- _PASSAGE PROVIDED_
**********
One last word of advice that I’ll give you is to not over think what you’re trying to accomplish. Don’t be afraid to contact someone that uses a screen reader and give you advice on how to handle certain aspects of the course. While the article does go into depth on Section 508, it’s not a turn-key solution.

Brian Batt // Posted at 2:53 pm on August 19th, 2010

Hello, Jane,

My name is Alex Midence and I am a screen reader user. I would be more than happy to help you test your solution. I will tell you right now that I don’t know section 508 well enough to split hairs with it like some lawyer or something like that but, I can tell you right away whether or not your course will be usable by a blind person using a screen reader. Ultimately, that’s what you want. It can comply with some clause or other of some incomprehensibly-worded law till the cows come home but, if, at the end of the day, the person who is using it can’t navigate your course, you have wasted a lot of time and effort. I know some html and have a pretty good understanding of how computers work and some programming knowledge as well so, I might even be able to tell you exactly how to tweak it to make it work for you and still not mess it up for everyone else who doesn’t use a screen reader. Don’t know flash though so, you’ll be stuck there I’m afraid. Please feel free to contact me at

Best regards,
ps Incidentally, I for one would never disable my screen reader in a web browser because, while an audio file might voice something for me, I still need to navigate the page using the interface the screen reader provides. I need to find the link after all. I suspect this is why laws and standards are changing with regard to this stuff. the duct tape approach just doesn’t cut it anymore.
**********
- _DATA SUPPLIED_
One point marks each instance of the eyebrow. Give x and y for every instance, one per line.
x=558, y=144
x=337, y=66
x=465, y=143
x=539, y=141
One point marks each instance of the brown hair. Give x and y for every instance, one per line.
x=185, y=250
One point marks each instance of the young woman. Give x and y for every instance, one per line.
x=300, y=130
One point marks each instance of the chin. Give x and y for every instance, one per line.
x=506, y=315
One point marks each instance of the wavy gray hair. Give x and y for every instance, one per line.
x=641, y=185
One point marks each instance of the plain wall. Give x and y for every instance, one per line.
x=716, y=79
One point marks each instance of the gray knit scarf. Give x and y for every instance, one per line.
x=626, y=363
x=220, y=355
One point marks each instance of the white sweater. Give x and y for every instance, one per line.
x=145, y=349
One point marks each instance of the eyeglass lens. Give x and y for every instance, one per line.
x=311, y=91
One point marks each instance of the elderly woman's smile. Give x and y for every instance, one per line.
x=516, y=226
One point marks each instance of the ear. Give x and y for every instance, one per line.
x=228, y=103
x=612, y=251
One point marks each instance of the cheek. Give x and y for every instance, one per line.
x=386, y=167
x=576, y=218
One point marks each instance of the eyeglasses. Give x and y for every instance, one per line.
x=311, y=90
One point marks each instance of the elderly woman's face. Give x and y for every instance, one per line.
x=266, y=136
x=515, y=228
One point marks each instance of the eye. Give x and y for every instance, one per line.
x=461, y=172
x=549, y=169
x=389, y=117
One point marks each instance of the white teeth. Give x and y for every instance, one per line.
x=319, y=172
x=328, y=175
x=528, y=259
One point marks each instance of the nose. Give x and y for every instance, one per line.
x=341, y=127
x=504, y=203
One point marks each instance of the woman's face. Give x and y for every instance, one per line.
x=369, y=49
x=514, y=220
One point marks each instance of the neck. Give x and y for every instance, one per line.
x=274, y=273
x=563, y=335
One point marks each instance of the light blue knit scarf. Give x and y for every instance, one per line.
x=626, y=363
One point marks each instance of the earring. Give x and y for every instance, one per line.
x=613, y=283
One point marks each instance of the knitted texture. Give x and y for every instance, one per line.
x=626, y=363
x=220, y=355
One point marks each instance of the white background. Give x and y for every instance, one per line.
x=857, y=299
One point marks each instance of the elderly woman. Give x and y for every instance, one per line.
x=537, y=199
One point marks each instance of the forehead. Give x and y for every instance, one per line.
**********
- _PROBLEM SET_
a: Quote the part of the screen reader comments that begins with the words containing "One last word" and ends with "a turn-key solution.".
b: Extend the screen reader comments onward from their final sentence.
The material has no role in this work.

- _ANSWERS PER TASK_
a:
One last word of advice that I’ll give you is to not over think what you’re trying to accomplish. Don’t be afraid to contact someone that uses a screen reader and give you advice on how to handle certain aspects of the course. While the article does go into depth on Section 508, it’s not a turn-key solution.

b:
Alex // Posted at 12:49 pm on August 20th, 2010

Hi Brian,

In looking for information about Section 508 compliance, I found this blog post. Is this still the most recent information on how to create an Articulate Presentation that is usable by a screen reader? I have a new client who is looking for Section 508 compliance, and I am not sure if the idea of an alternate presentation is going to work for them.


Cyrelle // Posted at 8:07 pm on September 28th, 2010

Hi Cyrelle,

The article was written for Articulate Studio ’09 which is the latest version of the software. To answer your question, this is the most recent information.

There’s currently no way to modify the Articulate player in order to allow all of the requirements of Section 508. Thus, per Section 508, you must provide “access to and use of information and data that is comparable to the access” that people without disabilities have. The key word in that statement is “comparable” access.

With that being said, the article provides guidance on how to create a Section 508 compliant course. However, full compliance of Section 508 will vary by organization. Thus, additional steps beyond what this article provides may be necessary (e.g., accounting for video captioning, interactive scenarios, etc.).

Brian Batt // Posted at 11:04 am on September 29th, 2010

The thing that troubles me about 508 compliance is this:

In some cases there is a single compromise that will provide an optimal (or even passable) experience for all involved.

In most cases, there isn’t… You need to provide a tuned alternative. Organizations REALLY need to understand that you can’t bake a vegan casserole and meat lovers casserole in the same dish.

I tried an experiment awhile ago. I went an entire day without using my eyes at work. I accessed the electronic world through a screen reader. This was an eye opening experience, to say the least. I recommend it.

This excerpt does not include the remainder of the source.